Tasks:
(1) From the passage on Santiago Álvarez, list every town named as a place where he showed heroism and bravery in battle.
(2) Answer these from the passage on Santiago Álvarez:
(a) At what age did he begin his early education?
(b) Where was his wife, Maria Paz Granados, from?
(c) How many hours did the Battle of Dalahican last?

Exercise passage:
+--
Revolutionary general

Santiago Virata Álvarez (/es/; born Santiago Álvarez y Virata; July 25, 1872 – October 30, 1930) was a revolutionary general and a founder and honorary president of the first directorate of the short-lived earlier Partido Nacionalista which existed from 1901 to 1907. Also known as Kidlat ng Apoy (En: Lightning of Fire; Fiery Lightning) because of his inflamed bravery and dedication as commander of Cavite's famous battles (particularly that in Dalahican), he was celebrated in present-day Cavite City as the Hero of the Battle of Dalahican.

==Early life==
A native of Imus, Cavite, Santiago was the eldest child of revolutionary general Mariano Alvarez (1818–1924) and Nicolasa Virata. After his birth, his family immediately moved to Tierra Alta, Cavite (present-day Noveleta) where he acquired his early education at age seven under Sr. Antonio Dacon. He was later transferred to another private school in Cavite Nuevo (present-day Cavite City) where he was taught by Don Ignacio Vilocillo. Since his parents wanted him to become a teacher, he was sent to Manila and enrolled at a school situated along Camba Street in Tondo, Manila and was headed by Don Macario Hernández. However, his academic endeavors were interrupted by the revolution in 1896. After the revolution, he enrolled at the University of Santo Tomas but later transferred to the Colegio de San Juan de Letran where he obtained a Bachelor of Arts. He then took up law at the Liceo de Manila.

==Personal life==
Santiago married Maria Paz Granados of Tanza, Cavite with whom he had ten children - Marta, Magdalena, Gabriel, Pacita, Numeriano, Egmidio, Rosendo, Virginia, Amalia, and Fidel.

==Philippine Revolution==
Prior to the outbreak of the revolution, Santiago was already a delegado general of the provincial council of the Katipunan in Cavite. He became captain general and later, commander-in-chief, of the Magdiwang forces and valiantly fought the Spaniards from 1896 to 1897. With his father, Mariano Álvarez, and cousin, General Pascual Álvarez, they liberated Noveleta from the Spaniards on August 31, 1896. A notable combatant, Santiago displayed heroism and bravery in various battles within Noveleta, specifically in the towns of Naic, Maragondon, Magallanes, Tanza, Alfonso, Silang, Imus, and Francisco de Malabon. From November 9 to 11, 1896, Alvarez won a decisive victory against General Ramon Blanco at the 36-hour Battle of Dalahican, one of the bloodiest battles at the advent of the Philippine Revolution.
+--
Information:
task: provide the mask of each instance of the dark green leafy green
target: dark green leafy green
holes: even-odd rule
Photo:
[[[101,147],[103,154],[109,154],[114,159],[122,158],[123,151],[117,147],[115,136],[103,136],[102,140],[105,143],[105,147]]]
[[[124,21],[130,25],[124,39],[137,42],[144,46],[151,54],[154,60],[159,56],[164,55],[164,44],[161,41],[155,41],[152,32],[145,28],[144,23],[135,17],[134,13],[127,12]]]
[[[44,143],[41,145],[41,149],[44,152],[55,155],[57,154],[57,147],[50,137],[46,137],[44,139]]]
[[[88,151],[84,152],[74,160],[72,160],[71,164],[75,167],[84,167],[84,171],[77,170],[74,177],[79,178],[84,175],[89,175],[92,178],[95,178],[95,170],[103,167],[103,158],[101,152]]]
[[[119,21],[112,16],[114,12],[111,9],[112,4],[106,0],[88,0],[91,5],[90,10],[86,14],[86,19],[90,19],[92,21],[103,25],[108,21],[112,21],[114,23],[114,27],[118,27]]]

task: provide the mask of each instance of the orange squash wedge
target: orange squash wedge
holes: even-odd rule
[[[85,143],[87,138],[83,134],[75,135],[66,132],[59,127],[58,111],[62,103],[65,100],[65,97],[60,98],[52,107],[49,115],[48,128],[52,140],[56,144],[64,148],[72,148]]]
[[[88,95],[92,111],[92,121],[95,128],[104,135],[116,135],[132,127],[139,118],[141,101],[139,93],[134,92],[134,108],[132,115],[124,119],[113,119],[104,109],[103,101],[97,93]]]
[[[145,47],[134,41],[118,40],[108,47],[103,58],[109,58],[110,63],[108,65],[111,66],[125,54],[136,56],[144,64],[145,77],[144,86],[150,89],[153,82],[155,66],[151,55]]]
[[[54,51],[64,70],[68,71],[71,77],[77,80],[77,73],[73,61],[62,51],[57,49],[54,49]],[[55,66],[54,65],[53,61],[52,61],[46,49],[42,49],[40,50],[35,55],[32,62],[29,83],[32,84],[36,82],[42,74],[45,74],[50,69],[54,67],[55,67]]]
+--
Solution list:
(1) Naic, Maragondon, Magallanes, Tanza, Alfonso, Silang, Imus, and Francisco de Malabon.

(2)
(a) Seven.
(b) Tanza, Cavite.
(c) 36 hours.